Ein Interview von Theresa Leisgang und Larry Faust
Lernen zu blühen wie ein Löwenzahn im Asphalt
Der deutschsprachige Klimadiskurs ist festgefahren. Er dreht sich im Kreis, angetrieben von Wortneuschöpfungen der fossilen Lobby: Ganz Deutschland echauffiert sich über den „Heizhammer“, Klimaschutzmaßnahmen werden zur „Verbotsmentalität“, alles, was bleibt: „Technologieoffenheit“. Der Klimabewegung hingegen fehlt der not-wendige Wortschatz, um zu inspirieren. Neue Welten zu eröffnen. Eine andere Zukunft überhaupt denkbar zu machen. Wichtige Impulse zur Frage, wie Worte unser Denken und Handeln beeinflussen, lieferte in den letzten Jahren Kübra Gümüşay. Sie folgt in ihrem Bestseller Sprache & Sein einer Sehnsucht: Der Sehnsucht nach einer Sprache, die Menschen nicht auf Kategorien reduziert. Nach einem Sprechen, das uns in unserem Facettenreichtum existieren lässt. Nach gemeinschaftlichem Denken in einer sich polarisierenden Welt. Wir treffen sie digital in ihrem Homeoffice in Hamburg, wo sie derzeit Fellow am New Institute ist und die Gesprächsreihe „Utopia Talks“ am Thalia Theater moderiert. Uns interessiert, wie sie auf alternative Zukünfte, reale Utopien und die Politik der Imagination blickt, die sie derzeit erforscht.[1]
Kübra, lass uns mit deinen eigenen Worten starten. Du schreibst im Sammelband Unlearn Patriarchy: „Wer antritt, die Missstände unserer Gesellschaft zu bekämpfen, muss in zwei Welten leben. In der Welt, wie sie ist, und in der Welt, wie sie sein könnte, einer Utopie.“ [2] Wie erlebst du diesen Spagat?
Dieser Spagat kann einem besonders deutlich werden, wenn man in Verantwortung für andere Menschen ist, insbesondere für Kinder. Es ist nochmal ein besonderer Stretch, wenn es ein rassifiziertes Kind ist, das Unterdrückung und Ausgrenzung erfahren wird. Du musst einerseits die Welt erklären, wie sie derzeit ist, aber auch gleichzeitig den Blick dafür öffnen, dass es anders sein könnte. Zugleich sollst du diesem jungen Menschen die Werte mitgeben, die er braucht, um durch sein Handeln diese andere Welt auch selbst zu erschaffen. Aber auch Erwachsene müssen diesen Spagat bewältigen, wenn sie für bestimmte Ideale kämpfen. Leben im Jetzt — und in einer wünschenswerten Zukunft zugleich.
Wir haben den Klimadiskurs im deutschsprachigen Raum analysiert – und sehen angesichts der negativen Nachrichtenflut einen Ruf nach mehr positiven Geschichten, nach einem konstruktiven Dreh jeder Klimastory. Laufen wir damit nicht Gefahr, zu vergessen anzuerkennen, wie ernst die Lage ist und was fundamental falsch läuft? Wie siehst du das?

◆ ARBEITSANWEISUNGEN ◆
[1] Forme die gesamte folgende Auflistung in eine nummerierte Liste um und lass dabei die Leerzeilen weg.
[2] Schreib das Interview über Sprache und Klimadiskurs oben weiter, direkt im Anschluss an seinen letzten Satz.

[Gespeicherte Einträge]
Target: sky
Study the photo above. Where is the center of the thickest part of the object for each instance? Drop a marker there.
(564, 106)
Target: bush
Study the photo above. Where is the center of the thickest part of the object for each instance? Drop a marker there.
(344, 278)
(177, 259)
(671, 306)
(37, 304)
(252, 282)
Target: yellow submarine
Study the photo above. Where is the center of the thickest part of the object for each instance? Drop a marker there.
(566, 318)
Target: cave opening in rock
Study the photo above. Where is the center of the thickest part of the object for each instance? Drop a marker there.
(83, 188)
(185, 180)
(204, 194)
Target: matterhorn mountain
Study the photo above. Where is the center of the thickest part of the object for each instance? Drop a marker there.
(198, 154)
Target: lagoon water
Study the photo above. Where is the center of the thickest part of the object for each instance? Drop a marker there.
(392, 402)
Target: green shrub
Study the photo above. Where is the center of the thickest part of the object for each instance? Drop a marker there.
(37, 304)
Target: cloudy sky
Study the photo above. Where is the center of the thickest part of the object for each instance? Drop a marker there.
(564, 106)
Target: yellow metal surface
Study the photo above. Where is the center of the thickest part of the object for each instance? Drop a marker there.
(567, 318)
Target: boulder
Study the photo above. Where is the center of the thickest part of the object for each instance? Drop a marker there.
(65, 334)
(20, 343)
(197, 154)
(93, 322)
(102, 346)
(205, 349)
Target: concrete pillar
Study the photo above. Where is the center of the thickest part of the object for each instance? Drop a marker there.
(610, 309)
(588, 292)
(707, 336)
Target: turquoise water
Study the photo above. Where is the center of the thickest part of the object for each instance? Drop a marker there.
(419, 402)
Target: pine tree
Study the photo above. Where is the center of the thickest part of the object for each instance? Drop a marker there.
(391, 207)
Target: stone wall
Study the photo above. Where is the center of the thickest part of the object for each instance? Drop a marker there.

◆ ANTWORTEN JE AUFGABE ◆
[1]
1. Target: sky
2. Study the photo above. Where is the center of the thickest part of the object for each instance? Drop a marker there.
3. (564, 106)
4. Target: bush
5. Study the photo above. Where is the center of the thickest part of the object for each instance? Drop a marker there.
6. (344, 278)
7. (177, 259)
8. (671, 306)
9. (37, 304)
10. (252, 282)
11. Target: yellow submarine
12. Study the photo above. Where is the center of the thickest part of the object for each instance? Drop a marker there.
13. (566, 318)
14. Target: cave opening in rock
15. Study the photo above. Where is the center of the thickest part of the object for each instance? Drop a marker there.
16. (83, 188)
17. (185, 180)
18. (204, 194)
19. Target: matterhorn mountain
20. Study the photo above. Where is the center of the thickest part of the object for each instance? Drop a marker there.
21. (198, 154)
22. Target: lagoon water
23. Study the photo above. Where is the center of the thickest part of the object for each instance? Drop a marker there.
24. (392, 402)
25. Target: green shrub
26. Study the photo above. Where is the center of the thickest part of the object for each instance? Drop a marker there.
27. (37, 304)
28. Target: cloudy sky
29. Study the photo above. Where is the center of the thickest part of the object for each instance? Drop a marker there.
30. (564, 106)
31. Target: yellow metal surface
32. Study the photo above. Where is the center of the thickest part of the object for each instance? Drop a marker there.
33. (567, 318)
34. Target: boulder
35. Study the photo above. Where is the center of the thickest part of the object for each instance? Drop a marker there.
36. (65, 334)
37. (20, 343)
38. (197, 154)
39. (93, 322)
40. (102, 346)
41. (205, 349)
42. Target: concrete pillar
43. Study the photo above. Where is the center of the thickest part of the object for each instance? Drop a marker there.
44. (610, 309)
45. (588, 292)
46. (707, 336)
47. Target: turquoise water
48. Study the photo above. Where is the center of the thickest part of the object for each instance? Drop a marker there.
49. (419, 402)
50. Target: pine tree
51. Study the photo above. Where is the center of the thickest part of the object for each instance? Drop a marker there.
52. (391, 207)
53. Target: stone wall
54. Study the photo above. Where is the center of the thickest part of the object for each instance? Drop a marker there.

[2]
Ich war in den letzten Jahren sehr viel auf Recherche zu sogenannten „realen Utopien“ – also Orten in der Gegenwart, in denen Menschen bereits Ideale und Werte umsetzen, die in der Gesamtgesellschaft nicht etabliert sind. Eine Definition von Erik Olin Wright ist, dass solche realen Utopien häufig an den Rändern unserer Gesellschaft zu finden sind. In einem Interview wurde ich dann von einer Journalistin gefragt, ob es auch reale Dystopien gebe. Zuerst fand ich die Frage irritierend, aber dann wurde mir klar, dass wir in einer realen Dystopie leben. Die Anzeichen sind überall sichtbar.
Wo siehst du die reale Dystopie im Jahr 2024 besonders deutlich?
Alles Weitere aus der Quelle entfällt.